● EXERCISES TO COMPLETE
1. Reproduce verbatim the passage of the Torchlight II review that begins at the words "Other issues are" and ends after the words "leave nothing behind.".
2. Quote the entries starting at the line that contains "Phrase: man in dark blazer" and continuing through the last line of the entries, keeping every line unchanged.

● SOURCE EXTRACT
════

Other issues are trifling yet notable: Load-screen hints blink past before you can read them if, like me, you have a fast hard drive (a “hit any key to continue” option would solve this). I’d like an option to sort inventory by usable or not-usable items instead of just by “type,” and I’d love a “pick up everything” hotkey, since I leave nothing behind.

While I appreciate the multiple map views, forcing players to cycle through them, one after another, can be tedious and sometimes dangerous, say you’re attacked while doing so (a draggable map, maybe with a switch key to focus the mouse pointer, wouldn’t hurt either). And the pet inventory screen ought to indicate how much money you have when you’re in the “shopping” panel, so you can see this without having to bring up your character’s inventory panel on the right.

That aside, my biggest gripe is probably pet pathfinding. Your pet will sometimes get stuck on a ledge above you (or below, while you’re on one), leaving you to fight solo. If you survive and wander off somewhere, your pet will eventually pop back beside you, magically transported by the development team’s “whoops, that’s too far away” algorithm. Pathfinding quirks are as old as isometric RPGs, but it’s odd to find them here, this pronounced, especially seeing as this isn’t the first Torchlight with pets.

Torchlight II was originally poised to supersede Diablo III by a season or more. And then it was delayed, so that now it’s in the some might say unenviable position of having to go after Blizzard’s 800-pound, demon-tailed gorilla. That makes its timing either good or bad, depending how hack-and-slashed-out you are.

The upside? Blizzard still wants $60 for Diablo III, where Runic’s asking just $20 for a no less polished action roleplaying game, with at least as much content.

════

● Point labeling dataset excerpts
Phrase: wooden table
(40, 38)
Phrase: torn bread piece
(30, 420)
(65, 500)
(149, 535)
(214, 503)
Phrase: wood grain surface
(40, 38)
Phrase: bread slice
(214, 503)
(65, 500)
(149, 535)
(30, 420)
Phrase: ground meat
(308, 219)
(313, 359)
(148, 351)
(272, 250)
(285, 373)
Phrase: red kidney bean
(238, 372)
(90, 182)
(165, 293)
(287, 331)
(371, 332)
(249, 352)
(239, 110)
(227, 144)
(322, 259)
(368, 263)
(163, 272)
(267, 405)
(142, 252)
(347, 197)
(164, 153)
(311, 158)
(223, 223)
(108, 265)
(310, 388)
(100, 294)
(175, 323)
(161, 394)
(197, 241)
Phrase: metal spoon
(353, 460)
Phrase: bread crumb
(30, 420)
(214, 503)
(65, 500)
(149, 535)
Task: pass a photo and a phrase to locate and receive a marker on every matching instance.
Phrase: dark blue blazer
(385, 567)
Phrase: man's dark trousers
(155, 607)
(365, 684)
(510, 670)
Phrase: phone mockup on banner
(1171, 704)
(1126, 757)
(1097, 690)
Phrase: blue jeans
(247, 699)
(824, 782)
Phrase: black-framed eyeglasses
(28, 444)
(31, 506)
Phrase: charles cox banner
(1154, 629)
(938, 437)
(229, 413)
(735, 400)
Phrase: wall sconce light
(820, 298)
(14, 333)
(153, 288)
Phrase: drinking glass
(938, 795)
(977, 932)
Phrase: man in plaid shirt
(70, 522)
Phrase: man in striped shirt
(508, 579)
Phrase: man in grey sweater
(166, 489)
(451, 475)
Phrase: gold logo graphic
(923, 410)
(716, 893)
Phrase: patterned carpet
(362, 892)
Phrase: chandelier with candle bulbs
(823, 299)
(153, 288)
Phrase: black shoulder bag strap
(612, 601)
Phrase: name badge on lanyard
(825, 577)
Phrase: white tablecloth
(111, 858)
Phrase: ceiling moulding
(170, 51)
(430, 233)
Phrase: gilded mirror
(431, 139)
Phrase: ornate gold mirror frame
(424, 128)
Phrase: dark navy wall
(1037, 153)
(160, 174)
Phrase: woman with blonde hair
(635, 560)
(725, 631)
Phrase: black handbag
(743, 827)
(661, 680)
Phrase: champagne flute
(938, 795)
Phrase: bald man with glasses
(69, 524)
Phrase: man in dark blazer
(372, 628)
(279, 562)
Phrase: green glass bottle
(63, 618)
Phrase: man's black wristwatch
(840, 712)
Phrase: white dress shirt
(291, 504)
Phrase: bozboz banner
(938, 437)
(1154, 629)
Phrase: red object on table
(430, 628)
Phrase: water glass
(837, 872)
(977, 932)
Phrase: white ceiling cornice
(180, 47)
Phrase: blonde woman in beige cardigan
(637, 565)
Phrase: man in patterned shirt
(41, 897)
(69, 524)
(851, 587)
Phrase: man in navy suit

════

● ANSWERS TO EACH TASK
1.
Other issues are trifling yet notable: Load-screen hints blink past before you can read them if, like me, you have a fast hard drive (a “hit any key to continue” option would solve this). I’d like an option to sort inventory by usable or not-usable items instead of just by “type,” and I’d love a “pick up everything” hotkey, since I leave nothing behind.

2.
Phrase: man in dark blazer
(372, 628)
(279, 562)
Phrase: green glass bottle
(63, 618)
Phrase: man's black wristwatch
(840, 712)
Phrase: white dress shirt
(291, 504)
Phrase: bozboz banner
(938, 437)
(1154, 629)
Phrase: red object on table
(430, 628)
Phrase: water glass
(837, 872)
(977, 932)
Phrase: white ceiling cornice
(180, 47)
Phrase: blonde woman in beige cardigan
(637, 565)
Phrase: man in patterned shirt
(41, 897)
(69, 524)
(851, 587)
Phrase: man in navy suit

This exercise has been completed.